■ Text section

Begin

I will therefore try to make my point a bit clearer.
1. I think the banner ads used as part of the promotion of Sky Digital were
among the best UK-designed banner ads that I have seen. I found them
amusing, creative, eye-catching and absolutely clear in the point they were
trying to make.
2. As someone with a long-standing appreciation of art and many forms of art
I found nothing offensive in the manner of their design. I am of the opinion
that form and function are inextricably linked and that to try to elevate
art (or even design) as some kind of higher ideal is the kind of elitist
crap that should have been abolished with the Victorian era.
I am moved by beauty, compassion, humanity, courage, wisdom and many other
high ideals. But I am NOT moved by web site design any more than I am by
toilet paper design, but I appreciate when both jobs are done well and
irritated when either is done badly.
Am I in the wrong business? That's my bloody business and nobody else's but
my shareholders' and clients'. Or have I missed someone's attempt at
imposing some kind of cabal on membership of the kewl net community?
I thought this list was about net marketing. So why all the moany groany
when we talk marketing?
3. As a buyer of banner advertising impressions, and sometimes of banner
creative, my professional opinion is that these banners ought to have
created a positive response both in terms of building brand equity and also
of generating response. I can't vouch for how honest the people behind the
campaign are, but they tell me the response (by click-through rate) exceeds
5%. Seems like a good result to me. As to the brand raising, don't suppose
it has been measured.
I did not look at the campaign as a whole in any detail as I have better
things to do with my time. None of the parties involved are clients of mine
so I have no particular axe to grind. Others can venture an opinion on the
campaign as a whole if they so wish.
Does the campaign damage the reputation of capitalfm, express, lycos or any
of the others? Not for me to say. Site owners must define their own criteria
for managing their relationship with their users and for ensuring the
quality of their offering is not diluted by advertising campaigns. I was a
business press editor for many years, strongly defended the editorial
product from advertising incursions, and never had any particular problem in
doing so. At the same time the magazines I edited also provided excellent
promotional vehicles for our valued advertising customers. I see no conflict
between the two aims, just a balancing exercise and one I performed
particularly well, perhaps because I don't walk around with my nose in the
air, my head in the clouds, etc.
Again, I hate to be the source of anyone's depression. I few hours spent in
the real world, or experimenting with a sense of humour, might help any
others afflicted.
Love and kisses,
Ray Taylor
Planet Philistine
Old Media Universe
0181 639 0015
-----Original Message-----
From: Phil Gyford <philgyford [dot] com>
To: uk-netmarketingchinwag [dot] com <uk-netmarketingchinwag [dot] com>
Date: 06 October 1998 14:28
Subject: Re[2]: UKNM: so net marketing types?
>I think the trouble is that we're arguing about completely different
things.
>
><vaguely balanced and objective>
>Ray and others are arguing about whether it was an effective ad (in terms
>of people noticing it).
>
>Myself, Cait, and others were arguing about whether it's something we'd
>want to happen to our site in terms of pissing off users.
>
>I'm coming to the depressing conclusion that these two sides will never
>agree on this kind of thing, that we see the Net entirely differently. The
>first group see it as an exciting new medium with different opportunities
>for building brands in lots of new ways. The second group see it as an
>exciting democratic medium which should have more to it than the pursuit of
>money.

End

■ Excerpted data
Begin

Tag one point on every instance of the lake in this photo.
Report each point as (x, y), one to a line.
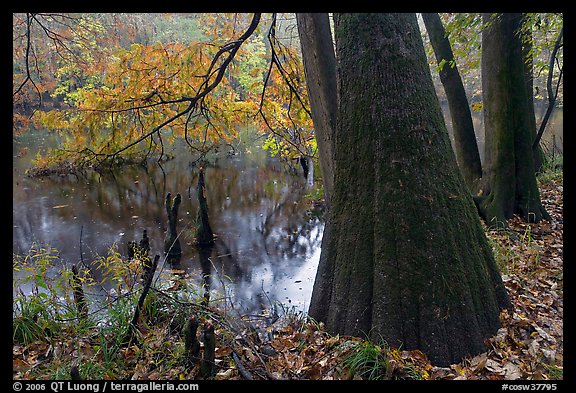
(268, 243)
(268, 238)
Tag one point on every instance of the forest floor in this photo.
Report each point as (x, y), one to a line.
(528, 346)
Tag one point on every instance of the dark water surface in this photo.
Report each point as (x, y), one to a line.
(268, 242)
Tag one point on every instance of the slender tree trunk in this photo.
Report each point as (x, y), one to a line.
(320, 70)
(527, 43)
(404, 257)
(466, 148)
(509, 184)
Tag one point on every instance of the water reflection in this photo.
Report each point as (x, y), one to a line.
(265, 239)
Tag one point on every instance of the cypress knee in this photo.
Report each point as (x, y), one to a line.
(204, 235)
(171, 243)
(207, 366)
(191, 343)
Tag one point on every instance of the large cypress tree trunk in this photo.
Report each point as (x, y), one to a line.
(320, 69)
(404, 257)
(509, 184)
(466, 148)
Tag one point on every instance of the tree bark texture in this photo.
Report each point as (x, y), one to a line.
(509, 183)
(320, 70)
(404, 257)
(466, 147)
(527, 43)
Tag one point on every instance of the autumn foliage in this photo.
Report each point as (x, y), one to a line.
(137, 100)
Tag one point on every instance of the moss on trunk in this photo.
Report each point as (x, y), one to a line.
(509, 182)
(404, 257)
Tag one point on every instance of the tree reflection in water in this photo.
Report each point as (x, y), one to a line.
(266, 238)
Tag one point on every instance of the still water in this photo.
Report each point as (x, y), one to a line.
(268, 242)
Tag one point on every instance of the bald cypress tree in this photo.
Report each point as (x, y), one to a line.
(404, 257)
(509, 183)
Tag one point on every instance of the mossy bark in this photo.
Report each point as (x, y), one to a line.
(404, 257)
(172, 242)
(466, 148)
(320, 69)
(509, 183)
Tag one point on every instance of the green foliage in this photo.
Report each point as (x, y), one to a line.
(552, 169)
(377, 361)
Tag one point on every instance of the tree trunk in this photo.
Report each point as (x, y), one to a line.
(509, 184)
(528, 62)
(404, 257)
(320, 70)
(466, 148)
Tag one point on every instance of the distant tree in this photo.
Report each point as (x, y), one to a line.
(320, 69)
(404, 257)
(466, 147)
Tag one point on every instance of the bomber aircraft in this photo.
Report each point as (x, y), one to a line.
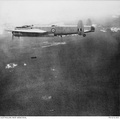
(53, 30)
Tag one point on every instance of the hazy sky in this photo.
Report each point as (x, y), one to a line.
(38, 12)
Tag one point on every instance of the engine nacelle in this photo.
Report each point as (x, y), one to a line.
(80, 28)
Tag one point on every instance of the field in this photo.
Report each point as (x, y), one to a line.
(60, 76)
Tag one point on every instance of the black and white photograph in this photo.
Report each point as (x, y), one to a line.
(60, 58)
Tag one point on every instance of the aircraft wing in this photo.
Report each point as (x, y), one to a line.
(87, 31)
(28, 31)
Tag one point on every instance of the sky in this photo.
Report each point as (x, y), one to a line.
(21, 12)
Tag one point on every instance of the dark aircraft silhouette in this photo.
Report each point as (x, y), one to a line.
(51, 31)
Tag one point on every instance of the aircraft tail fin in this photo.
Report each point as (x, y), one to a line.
(80, 27)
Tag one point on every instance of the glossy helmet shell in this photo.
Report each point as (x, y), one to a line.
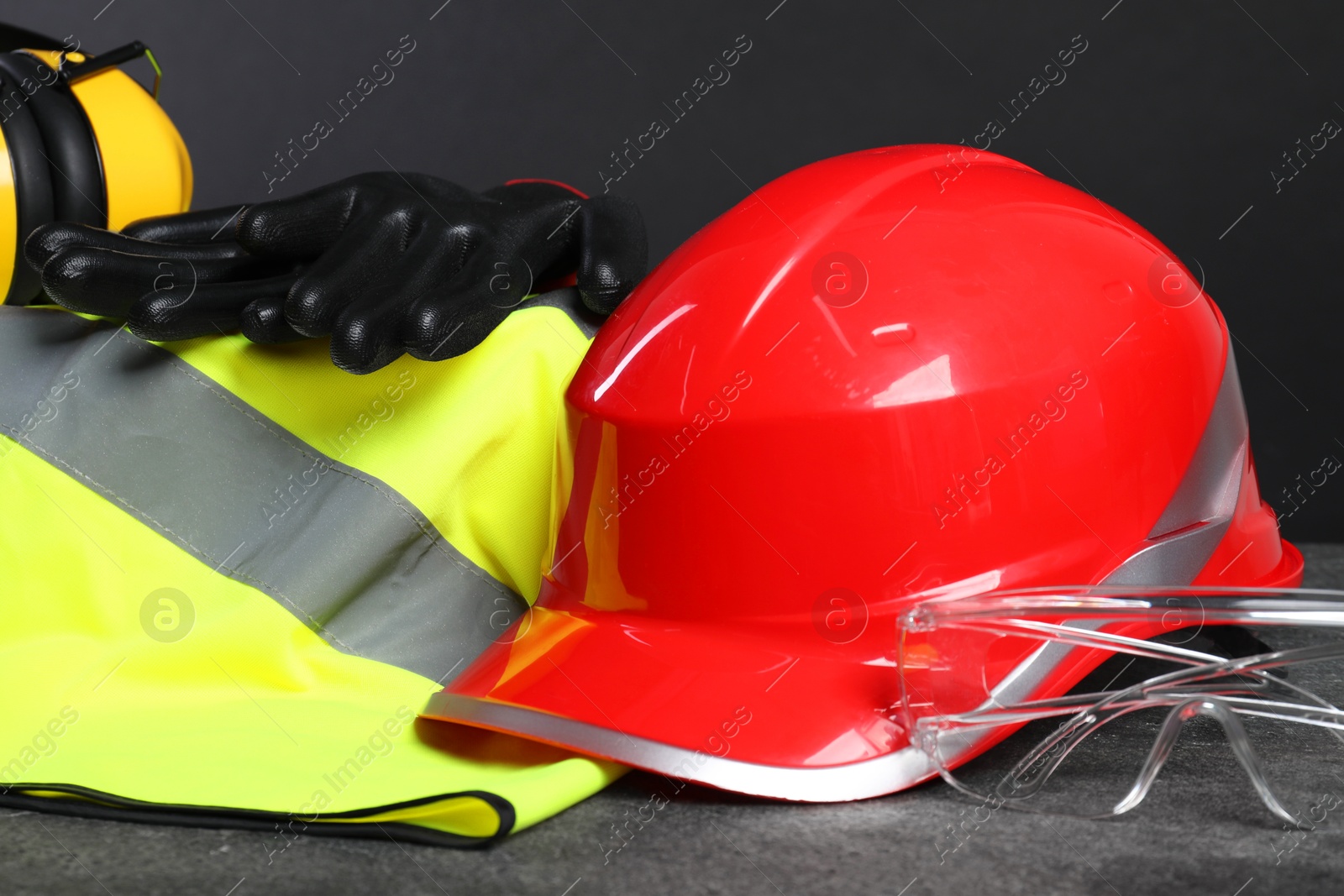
(890, 375)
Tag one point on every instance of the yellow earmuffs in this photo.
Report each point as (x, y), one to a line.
(81, 141)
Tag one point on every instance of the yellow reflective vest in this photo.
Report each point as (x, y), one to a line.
(232, 574)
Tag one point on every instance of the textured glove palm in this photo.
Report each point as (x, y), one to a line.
(382, 262)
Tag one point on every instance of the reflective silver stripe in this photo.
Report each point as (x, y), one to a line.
(877, 777)
(343, 551)
(1205, 501)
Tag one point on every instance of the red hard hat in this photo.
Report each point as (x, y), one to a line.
(895, 374)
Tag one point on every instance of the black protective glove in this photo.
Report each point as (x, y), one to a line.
(385, 264)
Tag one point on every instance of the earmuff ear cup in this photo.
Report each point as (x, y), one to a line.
(69, 145)
(34, 197)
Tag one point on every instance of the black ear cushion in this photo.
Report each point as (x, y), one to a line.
(13, 38)
(77, 181)
(31, 183)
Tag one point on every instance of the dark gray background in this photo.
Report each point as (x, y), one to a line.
(1176, 114)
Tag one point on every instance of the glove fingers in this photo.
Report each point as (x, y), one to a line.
(264, 320)
(356, 262)
(613, 251)
(307, 224)
(450, 320)
(57, 237)
(188, 228)
(202, 311)
(367, 335)
(107, 282)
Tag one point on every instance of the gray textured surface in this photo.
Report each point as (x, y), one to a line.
(1194, 837)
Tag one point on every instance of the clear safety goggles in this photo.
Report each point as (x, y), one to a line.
(1196, 680)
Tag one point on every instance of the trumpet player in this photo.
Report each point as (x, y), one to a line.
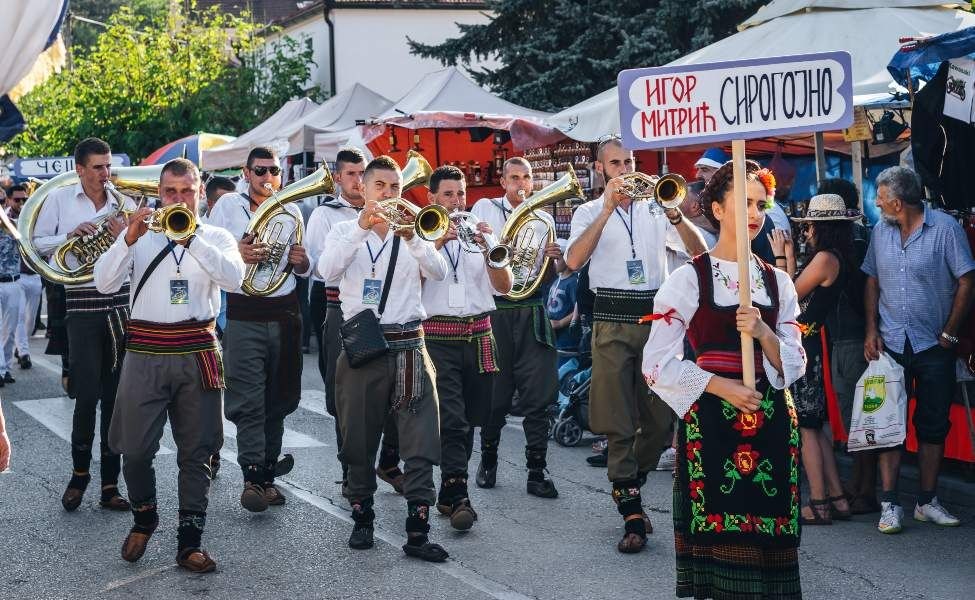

End

■ Short task
Write out the email word for word, everything from "Again, I hate" down to "others afflicted.". The rows have no connection to the email above.

■ Solution below
Again, I hate to be the source of anyone's depression. I few hours spent in
the real world, or experimenting with a sense of humour, might help any
others afflicted.